Copy out every line of the material below, requests included, and offset each x and y coordinate in the answers by adding 133 to it. Leave the pictures out.

***** Records supplied

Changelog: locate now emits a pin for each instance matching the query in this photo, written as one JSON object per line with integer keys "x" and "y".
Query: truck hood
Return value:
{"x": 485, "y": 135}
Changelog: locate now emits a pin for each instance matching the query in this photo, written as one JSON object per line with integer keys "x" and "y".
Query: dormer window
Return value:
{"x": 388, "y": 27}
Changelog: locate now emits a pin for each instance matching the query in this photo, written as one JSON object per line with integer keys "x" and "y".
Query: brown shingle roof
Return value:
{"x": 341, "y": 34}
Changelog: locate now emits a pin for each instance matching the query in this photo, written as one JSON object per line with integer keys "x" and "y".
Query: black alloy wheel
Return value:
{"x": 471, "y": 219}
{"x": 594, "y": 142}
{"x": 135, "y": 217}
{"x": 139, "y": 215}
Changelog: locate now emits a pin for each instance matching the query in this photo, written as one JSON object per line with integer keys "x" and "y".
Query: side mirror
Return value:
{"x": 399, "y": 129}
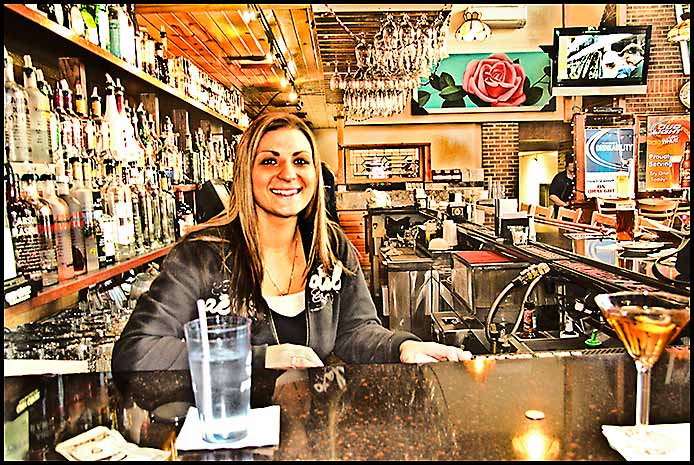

**********

Exercise output =
Changelog: locate now emits a pin for each instance matching the query in this photo, written as one JSON object per line with integer keys "x" and "y".
Query: truck hood
Return value:
{"x": 618, "y": 268}
Changelog: locate now emits a pin for each instance matching the query in this photo, written as one JSON object per line with integer keys "x" and "y".
Query: dormer window
Return value:
{"x": 521, "y": 160}
Changelog: locate now emits a pin for each instance matching the query in this photo, written as one JSON object per line with integer keys "x" and "y".
Query: brown shingle roof
Return value:
{"x": 474, "y": 167}
Changelog: locate now emits a pin for each instance matching the query in this photo, written as one JSON object per line with integer keys "x" and "y".
Query: black alloy wheel
Return value:
{"x": 604, "y": 352}
{"x": 727, "y": 275}
{"x": 268, "y": 350}
{"x": 272, "y": 348}
Changelog: locate now emits a pin for each instance matching the query in this photo, written as one JSON object per line with integer keys "x" and "y".
Query: side mirror
Return value:
{"x": 532, "y": 262}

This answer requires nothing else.